* What is being asked: Collect every line of the records that contains the string "floor", treating uppercase and lowercase letters as different.

Stored items from a collection:
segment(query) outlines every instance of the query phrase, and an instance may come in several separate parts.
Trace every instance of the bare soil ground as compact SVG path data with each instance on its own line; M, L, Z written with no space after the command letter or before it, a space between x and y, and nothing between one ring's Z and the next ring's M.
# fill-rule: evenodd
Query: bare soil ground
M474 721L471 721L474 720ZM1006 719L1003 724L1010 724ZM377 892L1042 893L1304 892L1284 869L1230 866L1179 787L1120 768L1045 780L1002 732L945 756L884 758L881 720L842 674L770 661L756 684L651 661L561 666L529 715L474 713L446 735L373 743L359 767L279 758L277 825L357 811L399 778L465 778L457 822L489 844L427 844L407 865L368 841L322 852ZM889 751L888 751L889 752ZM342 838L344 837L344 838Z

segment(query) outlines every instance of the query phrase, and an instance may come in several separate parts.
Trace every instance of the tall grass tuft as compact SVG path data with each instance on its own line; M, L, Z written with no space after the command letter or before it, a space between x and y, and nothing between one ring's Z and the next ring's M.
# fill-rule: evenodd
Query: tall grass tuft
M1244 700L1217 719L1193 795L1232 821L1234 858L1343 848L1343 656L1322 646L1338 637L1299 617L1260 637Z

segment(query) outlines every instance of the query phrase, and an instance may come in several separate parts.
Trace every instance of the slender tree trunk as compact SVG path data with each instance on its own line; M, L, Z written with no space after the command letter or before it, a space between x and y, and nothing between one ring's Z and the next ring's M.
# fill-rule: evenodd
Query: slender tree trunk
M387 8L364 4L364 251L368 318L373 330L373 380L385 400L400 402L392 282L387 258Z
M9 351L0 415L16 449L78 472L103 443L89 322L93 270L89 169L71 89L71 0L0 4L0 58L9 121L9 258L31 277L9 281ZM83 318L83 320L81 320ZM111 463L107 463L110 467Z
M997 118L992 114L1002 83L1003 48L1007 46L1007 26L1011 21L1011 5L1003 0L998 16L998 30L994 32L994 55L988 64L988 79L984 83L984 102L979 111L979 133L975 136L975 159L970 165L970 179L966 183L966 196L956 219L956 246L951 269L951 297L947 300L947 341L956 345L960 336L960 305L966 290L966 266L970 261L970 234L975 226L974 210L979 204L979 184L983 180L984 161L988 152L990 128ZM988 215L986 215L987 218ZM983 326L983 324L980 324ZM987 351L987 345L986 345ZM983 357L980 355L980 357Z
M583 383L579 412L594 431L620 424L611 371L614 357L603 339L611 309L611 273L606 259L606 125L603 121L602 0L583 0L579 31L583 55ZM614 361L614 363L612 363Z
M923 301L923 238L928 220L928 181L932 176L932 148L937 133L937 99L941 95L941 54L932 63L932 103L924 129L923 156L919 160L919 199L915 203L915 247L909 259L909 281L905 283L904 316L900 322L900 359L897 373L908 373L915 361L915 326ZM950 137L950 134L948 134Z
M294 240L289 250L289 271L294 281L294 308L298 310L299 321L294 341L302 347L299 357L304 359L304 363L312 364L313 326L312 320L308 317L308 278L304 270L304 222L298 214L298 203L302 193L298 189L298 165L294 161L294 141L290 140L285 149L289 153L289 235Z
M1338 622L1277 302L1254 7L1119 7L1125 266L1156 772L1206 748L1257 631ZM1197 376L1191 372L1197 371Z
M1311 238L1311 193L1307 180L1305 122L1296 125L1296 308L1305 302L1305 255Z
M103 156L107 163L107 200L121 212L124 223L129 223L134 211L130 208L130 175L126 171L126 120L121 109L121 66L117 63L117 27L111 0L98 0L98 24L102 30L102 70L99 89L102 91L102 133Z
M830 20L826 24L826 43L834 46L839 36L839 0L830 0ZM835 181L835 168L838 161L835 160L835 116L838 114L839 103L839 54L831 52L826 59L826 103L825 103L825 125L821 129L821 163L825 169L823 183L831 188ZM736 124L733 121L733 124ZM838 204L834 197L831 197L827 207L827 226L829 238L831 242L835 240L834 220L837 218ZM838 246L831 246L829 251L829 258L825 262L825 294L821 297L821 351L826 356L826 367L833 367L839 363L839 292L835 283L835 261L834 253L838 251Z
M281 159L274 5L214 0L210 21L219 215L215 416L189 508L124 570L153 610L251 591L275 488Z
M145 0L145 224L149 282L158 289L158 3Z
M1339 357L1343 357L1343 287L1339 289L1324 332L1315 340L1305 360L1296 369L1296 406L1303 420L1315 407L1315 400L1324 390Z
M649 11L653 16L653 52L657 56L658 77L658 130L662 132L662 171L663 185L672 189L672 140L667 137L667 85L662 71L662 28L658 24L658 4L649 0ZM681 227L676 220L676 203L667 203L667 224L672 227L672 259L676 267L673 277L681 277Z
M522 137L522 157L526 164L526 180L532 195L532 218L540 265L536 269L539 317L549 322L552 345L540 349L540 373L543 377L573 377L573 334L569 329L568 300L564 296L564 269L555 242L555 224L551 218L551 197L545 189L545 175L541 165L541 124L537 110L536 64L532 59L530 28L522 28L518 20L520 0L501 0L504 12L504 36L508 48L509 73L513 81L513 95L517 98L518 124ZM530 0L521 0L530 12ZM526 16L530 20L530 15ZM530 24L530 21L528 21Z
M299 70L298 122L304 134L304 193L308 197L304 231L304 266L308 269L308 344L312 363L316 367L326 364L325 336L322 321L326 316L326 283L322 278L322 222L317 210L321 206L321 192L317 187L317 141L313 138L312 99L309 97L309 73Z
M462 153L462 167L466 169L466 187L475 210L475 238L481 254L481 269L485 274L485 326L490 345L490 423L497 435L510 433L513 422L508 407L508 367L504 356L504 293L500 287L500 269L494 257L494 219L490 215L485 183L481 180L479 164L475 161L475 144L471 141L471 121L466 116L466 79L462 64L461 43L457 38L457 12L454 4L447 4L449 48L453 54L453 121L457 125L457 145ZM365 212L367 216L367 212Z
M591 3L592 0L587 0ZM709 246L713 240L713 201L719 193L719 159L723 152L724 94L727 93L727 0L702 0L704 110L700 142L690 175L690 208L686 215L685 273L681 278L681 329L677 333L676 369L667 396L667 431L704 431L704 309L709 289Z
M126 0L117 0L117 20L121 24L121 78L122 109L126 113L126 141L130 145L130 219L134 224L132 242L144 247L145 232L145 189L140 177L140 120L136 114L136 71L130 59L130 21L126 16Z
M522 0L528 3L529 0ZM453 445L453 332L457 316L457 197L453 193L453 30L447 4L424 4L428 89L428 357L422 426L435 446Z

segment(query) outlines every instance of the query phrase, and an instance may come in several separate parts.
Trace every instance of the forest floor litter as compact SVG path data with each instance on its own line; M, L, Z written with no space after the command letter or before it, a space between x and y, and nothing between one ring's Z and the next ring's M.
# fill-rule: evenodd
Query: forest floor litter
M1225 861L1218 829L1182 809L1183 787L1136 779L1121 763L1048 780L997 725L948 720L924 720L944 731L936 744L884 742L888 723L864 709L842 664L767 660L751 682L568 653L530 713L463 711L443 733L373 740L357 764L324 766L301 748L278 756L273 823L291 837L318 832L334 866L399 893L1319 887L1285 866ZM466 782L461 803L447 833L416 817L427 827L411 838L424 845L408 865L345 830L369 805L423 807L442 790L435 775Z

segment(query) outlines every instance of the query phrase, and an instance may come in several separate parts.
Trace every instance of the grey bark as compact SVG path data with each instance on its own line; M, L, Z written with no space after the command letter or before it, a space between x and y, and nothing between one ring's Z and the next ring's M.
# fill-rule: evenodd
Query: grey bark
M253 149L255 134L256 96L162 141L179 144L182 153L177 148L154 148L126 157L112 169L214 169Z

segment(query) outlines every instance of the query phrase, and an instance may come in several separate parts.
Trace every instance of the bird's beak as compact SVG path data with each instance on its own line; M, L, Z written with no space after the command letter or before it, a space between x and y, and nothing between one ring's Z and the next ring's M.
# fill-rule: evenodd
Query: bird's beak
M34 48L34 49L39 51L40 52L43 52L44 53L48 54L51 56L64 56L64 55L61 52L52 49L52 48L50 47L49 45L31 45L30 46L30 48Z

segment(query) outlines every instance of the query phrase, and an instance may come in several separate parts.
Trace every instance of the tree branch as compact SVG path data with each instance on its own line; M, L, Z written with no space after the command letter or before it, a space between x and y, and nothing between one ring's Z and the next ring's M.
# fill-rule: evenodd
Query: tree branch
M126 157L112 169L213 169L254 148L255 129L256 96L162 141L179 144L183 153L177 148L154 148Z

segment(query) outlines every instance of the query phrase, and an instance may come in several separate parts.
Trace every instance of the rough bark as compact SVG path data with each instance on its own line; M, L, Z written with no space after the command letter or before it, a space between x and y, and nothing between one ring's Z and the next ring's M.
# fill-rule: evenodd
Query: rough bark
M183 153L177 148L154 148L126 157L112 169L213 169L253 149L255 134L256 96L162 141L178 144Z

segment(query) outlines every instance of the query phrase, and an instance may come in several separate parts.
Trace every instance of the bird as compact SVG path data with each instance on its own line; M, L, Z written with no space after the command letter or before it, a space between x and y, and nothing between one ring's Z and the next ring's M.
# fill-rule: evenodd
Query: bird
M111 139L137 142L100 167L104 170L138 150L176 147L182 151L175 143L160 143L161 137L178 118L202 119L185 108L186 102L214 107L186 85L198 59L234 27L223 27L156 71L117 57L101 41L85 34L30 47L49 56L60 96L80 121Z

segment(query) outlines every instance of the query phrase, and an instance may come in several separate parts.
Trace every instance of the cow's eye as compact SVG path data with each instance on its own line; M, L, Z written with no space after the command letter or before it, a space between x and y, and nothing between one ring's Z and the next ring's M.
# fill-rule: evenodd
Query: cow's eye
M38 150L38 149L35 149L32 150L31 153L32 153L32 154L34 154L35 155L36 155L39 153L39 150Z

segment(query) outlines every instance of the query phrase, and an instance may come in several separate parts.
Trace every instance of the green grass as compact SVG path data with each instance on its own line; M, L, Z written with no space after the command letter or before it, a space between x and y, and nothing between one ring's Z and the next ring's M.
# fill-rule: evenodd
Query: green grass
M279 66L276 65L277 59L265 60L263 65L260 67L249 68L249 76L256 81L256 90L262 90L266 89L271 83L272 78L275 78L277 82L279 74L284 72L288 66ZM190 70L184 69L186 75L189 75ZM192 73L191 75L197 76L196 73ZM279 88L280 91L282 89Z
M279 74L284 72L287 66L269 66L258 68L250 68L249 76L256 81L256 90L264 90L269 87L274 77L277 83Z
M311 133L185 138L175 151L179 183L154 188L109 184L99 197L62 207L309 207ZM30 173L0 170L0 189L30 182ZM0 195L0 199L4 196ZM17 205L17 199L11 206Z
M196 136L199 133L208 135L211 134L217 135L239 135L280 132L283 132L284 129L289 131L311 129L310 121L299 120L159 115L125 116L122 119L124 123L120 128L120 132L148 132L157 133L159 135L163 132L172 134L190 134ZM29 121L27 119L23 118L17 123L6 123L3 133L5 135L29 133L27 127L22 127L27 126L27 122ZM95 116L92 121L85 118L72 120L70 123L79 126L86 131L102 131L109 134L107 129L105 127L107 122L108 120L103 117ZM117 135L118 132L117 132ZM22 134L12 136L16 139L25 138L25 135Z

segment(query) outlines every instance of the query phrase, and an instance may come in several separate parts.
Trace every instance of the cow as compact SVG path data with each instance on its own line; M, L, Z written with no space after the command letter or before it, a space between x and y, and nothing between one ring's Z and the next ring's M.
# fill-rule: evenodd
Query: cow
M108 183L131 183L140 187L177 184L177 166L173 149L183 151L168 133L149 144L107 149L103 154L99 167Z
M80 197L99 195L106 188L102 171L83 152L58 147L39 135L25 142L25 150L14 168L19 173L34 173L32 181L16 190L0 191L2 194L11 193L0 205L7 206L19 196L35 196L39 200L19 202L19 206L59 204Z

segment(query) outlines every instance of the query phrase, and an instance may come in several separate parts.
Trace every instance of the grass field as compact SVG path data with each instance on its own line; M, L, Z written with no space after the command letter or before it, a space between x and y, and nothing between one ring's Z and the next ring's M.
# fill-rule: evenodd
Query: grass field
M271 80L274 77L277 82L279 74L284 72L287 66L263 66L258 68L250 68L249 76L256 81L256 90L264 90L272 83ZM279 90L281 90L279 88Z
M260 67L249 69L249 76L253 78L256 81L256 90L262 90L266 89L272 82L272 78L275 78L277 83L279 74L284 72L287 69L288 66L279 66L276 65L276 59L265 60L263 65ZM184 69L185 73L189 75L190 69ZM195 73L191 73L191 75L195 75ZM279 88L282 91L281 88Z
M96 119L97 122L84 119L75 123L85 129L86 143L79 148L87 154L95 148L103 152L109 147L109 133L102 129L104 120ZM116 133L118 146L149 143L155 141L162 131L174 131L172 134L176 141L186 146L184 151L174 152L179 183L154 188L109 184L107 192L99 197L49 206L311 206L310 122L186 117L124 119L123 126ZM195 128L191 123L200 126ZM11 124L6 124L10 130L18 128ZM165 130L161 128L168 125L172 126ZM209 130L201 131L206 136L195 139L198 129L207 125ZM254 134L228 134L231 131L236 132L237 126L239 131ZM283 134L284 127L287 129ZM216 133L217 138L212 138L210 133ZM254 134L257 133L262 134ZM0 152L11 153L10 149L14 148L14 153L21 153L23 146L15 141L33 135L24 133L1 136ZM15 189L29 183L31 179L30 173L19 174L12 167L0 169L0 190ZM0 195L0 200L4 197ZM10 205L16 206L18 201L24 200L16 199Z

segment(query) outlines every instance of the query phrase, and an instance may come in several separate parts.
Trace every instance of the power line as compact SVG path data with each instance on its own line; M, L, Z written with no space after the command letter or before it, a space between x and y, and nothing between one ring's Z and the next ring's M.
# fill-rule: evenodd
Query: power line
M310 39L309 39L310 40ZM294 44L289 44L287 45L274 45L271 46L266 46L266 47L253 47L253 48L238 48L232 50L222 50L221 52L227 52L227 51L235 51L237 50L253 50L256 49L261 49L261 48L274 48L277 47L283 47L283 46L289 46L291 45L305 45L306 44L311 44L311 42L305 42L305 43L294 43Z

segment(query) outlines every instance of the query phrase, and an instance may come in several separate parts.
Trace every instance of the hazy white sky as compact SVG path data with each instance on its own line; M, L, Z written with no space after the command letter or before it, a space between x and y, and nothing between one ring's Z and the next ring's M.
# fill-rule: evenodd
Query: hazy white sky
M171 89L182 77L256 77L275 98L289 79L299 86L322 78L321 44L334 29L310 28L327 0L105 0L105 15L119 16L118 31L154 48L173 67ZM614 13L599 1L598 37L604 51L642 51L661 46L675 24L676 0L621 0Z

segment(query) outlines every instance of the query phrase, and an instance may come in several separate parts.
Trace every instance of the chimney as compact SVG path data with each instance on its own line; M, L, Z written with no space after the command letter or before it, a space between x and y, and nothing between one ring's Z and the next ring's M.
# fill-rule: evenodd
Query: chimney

* Result for this exercise:
Trace every instance of the forest floor litter as compact SVG path data with each instance on its own line; M, L, Z written with no space after the command letter or before it, a space between x and y, and nothing between one ring's Z and the next ring's M.
Query: forest floor litter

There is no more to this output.